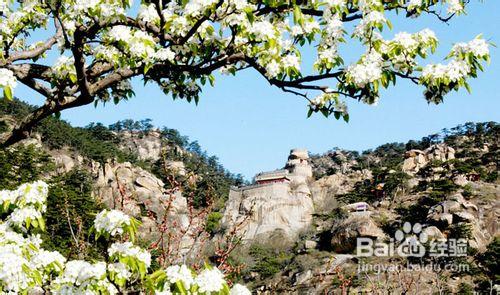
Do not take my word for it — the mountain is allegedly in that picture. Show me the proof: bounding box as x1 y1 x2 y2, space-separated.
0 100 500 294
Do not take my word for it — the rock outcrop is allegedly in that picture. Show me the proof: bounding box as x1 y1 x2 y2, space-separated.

────────────────

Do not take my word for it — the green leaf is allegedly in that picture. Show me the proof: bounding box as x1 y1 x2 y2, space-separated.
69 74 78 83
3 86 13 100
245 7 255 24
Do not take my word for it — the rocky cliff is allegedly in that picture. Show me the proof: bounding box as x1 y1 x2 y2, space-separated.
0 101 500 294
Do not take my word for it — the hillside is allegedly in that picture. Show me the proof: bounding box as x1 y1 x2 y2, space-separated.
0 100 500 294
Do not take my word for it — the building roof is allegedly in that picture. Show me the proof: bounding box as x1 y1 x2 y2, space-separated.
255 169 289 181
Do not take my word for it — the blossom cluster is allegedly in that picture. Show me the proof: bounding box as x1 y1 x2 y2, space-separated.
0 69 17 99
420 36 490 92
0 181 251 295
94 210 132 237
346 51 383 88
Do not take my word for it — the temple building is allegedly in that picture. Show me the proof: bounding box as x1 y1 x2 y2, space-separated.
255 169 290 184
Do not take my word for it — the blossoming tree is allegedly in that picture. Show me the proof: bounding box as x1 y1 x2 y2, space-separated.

────────────────

## Work to do:
Rewrite the lines as a numbered list, starting at the line containing "Do not take my word for it — the blossom cluster" and ending at the line containing "Do not take my word for it — the blossoming", with both of those lines included and any blank lines left out.

## Task answer:
1. Do not take my word for it — the blossom cluster is allegedly in that picture. Show me the proof: bounding box as x1 y1 x2 y2, space-separated.
2. 0 69 17 99
3. 420 36 490 92
4. 0 181 251 295
5. 94 210 132 237
6. 346 51 383 88
7. Do not take my word for it — the temple building is allegedly in that picture. Show me the proof: bounding box as x1 y1 x2 y2, space-separated.
8. 255 169 290 184
9. Do not take my word for it — the blossoming tree is allegedly in that picture. Show me the proof: bounding box as x1 y1 x2 y2, space-separated.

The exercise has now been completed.